__Work to complete__. Please answer from the text below on AI agents and their data: what does it call the better model, instead of waiting for a perfect substrate?

__Study text__.

..............................

Support stands up an agent against whatever transcript history exists. Sales points an agent at a CRM three teams have filled out inconsistently for years. Operations wires an agent into exception logs designed for after-the-fact debugging, not for a live decision. Each is a local win on demo day and a stalled pilot ninety days later, for the same reason: the agent was handed a substrate nobody had made authoritative for an agent to read. A better model can extract more from a thin substrate at the margins, but it cannot supply context that was never made readable, and no model upgrade closes an accountability gap over who owns the record. The constraint is an operating-model question, not a model-selection question.

Should you fix your data before deploying AI agents, or expand both together?

Govern the substrate before you scale the autonomy, but you do not have to perfect the record before you touch an agent. Waiting for a perfect substrate is its own way of never shipping. The better model is a minimum-viable-substrate rollout: pick one bounded workflow, define the minimum substrate its hard cases actually need, set ownership and quality thresholds, deploy under controlled evaluation watching the hard cases specifically, then expand the substrate and the agent's autonomy together.

The reason ordering matters is that the agent is visible, fundable, and demo-able, so most programs fund it first and treat the record as a cleanup project for later if the metrics disappoint. The trap is letting the autonomy race ahead of the record, so that the hard cases arrive before the substrate is ready for them. Name who is accountable for the record being correct and current. Decide what the agent is allowed to read and govern it. Change the specification of the underlying data so it is fit for an autonomous reader, not just a human one. Then widen the remit as the substrate proves out.

How do you tell whether your data substrate is actually authoritative, not just claimed?

You read the artifacts that governance produces instead of asking people whether they own the record. Accountability leaves a trace; a slogan does not.

Inspect the substrate against measures you can check: completeness, whether the context a hard case needs is actually present; freshness, whether the record is current at decision time; consistency, whether overlapping authoritative sources agree; provenance, whether you can identify the source and version of any context the agent used; retrieval coverage, whether the agent actually received the evidence the case required; and outcome quality, whether the action resolved the case correctly. The artifacts that make those measures inspectable are governance evidence (who is allowed to read what, enforced not aspirational), decision logs (what the agent retrieved, which policy versions and tools it used, what it approved, what outcome followed, so a human can audit the read and the action), and changed specs (the definition of "done" for the record now includes the fields and currency an agent needs). The decision log does not pretend to record why the model decided what it decided; hidden model reasoning is not a reliable audit record. If those artifacts exist and are current, the substrate is authoritative. If the only artifact is a slide that says it is owned, it is fragmented in practice, and the agent will find out before your customers do.

..............................

__Information shown__.
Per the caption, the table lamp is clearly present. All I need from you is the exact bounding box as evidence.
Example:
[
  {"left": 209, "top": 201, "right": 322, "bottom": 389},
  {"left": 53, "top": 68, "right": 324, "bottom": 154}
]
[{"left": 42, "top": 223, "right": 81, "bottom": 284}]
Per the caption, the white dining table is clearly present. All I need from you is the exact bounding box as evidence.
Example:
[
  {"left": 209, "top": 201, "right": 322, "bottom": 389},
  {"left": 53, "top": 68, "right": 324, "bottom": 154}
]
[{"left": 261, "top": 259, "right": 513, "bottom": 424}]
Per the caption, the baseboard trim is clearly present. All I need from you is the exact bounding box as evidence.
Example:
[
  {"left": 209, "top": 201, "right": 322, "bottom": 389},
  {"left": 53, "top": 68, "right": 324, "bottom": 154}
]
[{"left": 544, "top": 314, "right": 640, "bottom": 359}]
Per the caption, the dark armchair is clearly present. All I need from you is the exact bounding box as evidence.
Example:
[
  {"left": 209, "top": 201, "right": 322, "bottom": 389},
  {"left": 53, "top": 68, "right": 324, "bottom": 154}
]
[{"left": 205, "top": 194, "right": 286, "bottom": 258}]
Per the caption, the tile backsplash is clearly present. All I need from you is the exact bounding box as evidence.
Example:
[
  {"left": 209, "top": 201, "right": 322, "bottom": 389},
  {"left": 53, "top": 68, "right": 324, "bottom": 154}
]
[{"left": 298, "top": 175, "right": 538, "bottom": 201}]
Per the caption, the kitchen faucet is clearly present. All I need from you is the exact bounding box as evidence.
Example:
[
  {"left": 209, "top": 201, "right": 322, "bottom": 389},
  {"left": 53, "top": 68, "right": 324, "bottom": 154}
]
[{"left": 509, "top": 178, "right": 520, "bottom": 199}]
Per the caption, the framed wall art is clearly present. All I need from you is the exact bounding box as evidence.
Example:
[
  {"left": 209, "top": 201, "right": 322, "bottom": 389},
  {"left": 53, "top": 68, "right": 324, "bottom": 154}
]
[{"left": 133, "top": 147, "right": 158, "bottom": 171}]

..............................

__Answer box__. A minimum-viable-substrate rollout.